··· ФРАГМЕНТ ТЕКСТА
|
За долгие годы работы в Черноморском пароходстве я плавал на разных судах: пассажирских, танкерах, сухогрузах. Но однажды довелось перегонять из Одессы в Мурманск плавкран. Построен он был в Венгрии, доставлен в Одессу по Дунаю. А уже из Одессы путь его лежал на север, в Мурманск. Буксировать плавкран должен был морской буксир «Геркулес».
У меня тогда закончился отпуск. Танкер «Херсон», на котором я плавал третьим механиком, ушел на Дальний Восток. Ждать его нужно было долго. И когда мне предложили пойти на этот буксир вторым механиком, я согласился.
Был конец февраля. Как только мы вышли из порта, ведя на длинном буксирном тросе плавкран, пошел снег, и город сразу скрылся в белой пелене. До Босфора немного штормило. Прихватило всерьез в Средиземном море. Волны с бешенством обдавали судно, и в машинном отделении, просачиваясь через задраенные люки, начала гулять вода.
«Геркулес», стараясь преодолеть яростный напор волн, трясся от напряжения. Его кренило то на один, то на другой борт, и, казалось, эта качка и этот ураганный ветер не успокоятся никогда!
Ближе к Сицилии чуть утихло, но оборвался буксирный трос. Плавкран понесло к берегу. Боцман, по команде капитана, мгновенно спустил моторный бот, в который спрынули старпом, четвертый механик и несколько матросов. Они успели догнать уносимый волнами плавкран и сумели завести на него новый буксирный трос.
За Сицилией шторм снова начал набирать силу, нас стало сносить к берегам Франции. Чтобы переждать непогоду, капитан решил зайти в какой-нибудь порт. Так мы оказались в Ницце.
Дня через два погода улучшилась. Но впереди были Атлантический океан, Северное и Норвержское моря. Готовясь к этому переходу, капитан заказал бухту нового стального троса на случай, если снова оборвется буксир.
Ждать заказ нужно было несколько дней. Обрадовавшись этому, я решил прогуляться по Ницце. Но в то утро, когда я собрался в увольнение, ко мне зашел капитан.
Познакомился я с ним в отделе кадров, когда получал назначение на «Геркулес». Мирошниченко Александру Николаевичу было тогда лет шестьдесят. Глядя на его кряжистую фигуру, обветренное лицо и седую шевелюру, понимал, что с таким капитаном не страшно идти в море даже на таком небольшом судне, каким был «Геркулес».
······
ЧТО ТРЕБУЕТСЯ:
a - Где, согласно фрагменту текста, был построен плавкран?
b - Масштабируйте строки листинга, начиная со строки с «[tag] patrol car roof: a pin per instance» включительно и до конца листинга, сохранив запросы: умножьте координаты точек в ответах на 1,3 и округлите до целых, половины вверх. Выведите только эти строки.
Листинг никак не связан с фрагментом текста.
··· ДАННЫЕ ДЛЯ УПРАЖНЕНИЯ
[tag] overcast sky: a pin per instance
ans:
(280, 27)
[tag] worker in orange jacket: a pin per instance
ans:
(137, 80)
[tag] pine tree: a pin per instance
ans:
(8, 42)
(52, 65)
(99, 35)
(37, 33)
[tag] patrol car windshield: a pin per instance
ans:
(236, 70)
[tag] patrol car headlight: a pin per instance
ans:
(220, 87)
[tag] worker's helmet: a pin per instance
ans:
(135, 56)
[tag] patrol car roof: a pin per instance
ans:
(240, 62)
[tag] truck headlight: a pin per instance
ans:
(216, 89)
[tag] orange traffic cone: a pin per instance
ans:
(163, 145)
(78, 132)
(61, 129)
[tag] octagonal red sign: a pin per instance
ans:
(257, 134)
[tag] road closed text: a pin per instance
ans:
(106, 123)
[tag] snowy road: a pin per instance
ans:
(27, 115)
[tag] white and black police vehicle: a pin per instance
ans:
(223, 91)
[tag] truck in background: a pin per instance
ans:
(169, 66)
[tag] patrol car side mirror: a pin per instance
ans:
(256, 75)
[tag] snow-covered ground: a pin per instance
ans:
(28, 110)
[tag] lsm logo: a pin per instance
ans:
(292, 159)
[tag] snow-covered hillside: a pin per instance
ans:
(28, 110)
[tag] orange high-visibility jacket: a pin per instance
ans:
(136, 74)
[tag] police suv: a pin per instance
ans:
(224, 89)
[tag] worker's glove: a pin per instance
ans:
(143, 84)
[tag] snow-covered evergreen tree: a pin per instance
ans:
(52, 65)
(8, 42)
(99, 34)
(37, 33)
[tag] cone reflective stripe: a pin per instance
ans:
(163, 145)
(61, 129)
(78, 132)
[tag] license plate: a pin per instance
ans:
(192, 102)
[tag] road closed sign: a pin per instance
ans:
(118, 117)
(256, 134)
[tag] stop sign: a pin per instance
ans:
······
ПОЛНЫЕ ОТВЕТЫ:
a - В Венгрии.

b -
[tag] patrol car roof: a pin per instance
ans:
(312, 81)
[tag] truck headlight: a pin per instance
ans:
(281, 116)
[tag] orange traffic cone: a pin per instance
ans:
(212, 189)
(101, 172)
(79, 168)
[tag] octagonal red sign: a pin per instance
ans:
(334, 174)
[tag] road closed text: a pin per instance
ans:
(138, 160)
[tag] snowy road: a pin per instance
ans:
(35, 150)
[tag] white and black police vehicle: a pin per instance
ans:
(290, 118)
[tag] truck in background: a pin per instance
ans:
(220, 86)
[tag] patrol car side mirror: a pin per instance
ans:
(333, 98)
[tag] snow-covered ground: a pin per instance
ans:
(36, 143)
[tag] lsm logo: a pin per instance
ans:
(380, 207)
[tag] snow-covered hillside: a pin per instance
ans:
(36, 143)
[tag] orange high-visibility jacket: a pin per instance
ans:
(177, 96)
[tag] police suv: a pin per instance
ans:
(291, 116)
[tag] worker's glove: a pin per instance
ans:
(186, 109)
[tag] snow-covered evergreen tree: a pin per instance
ans:
(68, 85)
(10, 55)
(129, 44)
(48, 43)
[tag] cone reflective stripe: a pin per instance
ans:
(212, 189)
(79, 168)
(101, 172)
[tag] license plate: a pin per instance
ans:
(250, 133)
[tag] road closed sign: a pin per instance
ans:
(153, 152)
(333, 174)
[tag] stop sign: a pin per instance
ans:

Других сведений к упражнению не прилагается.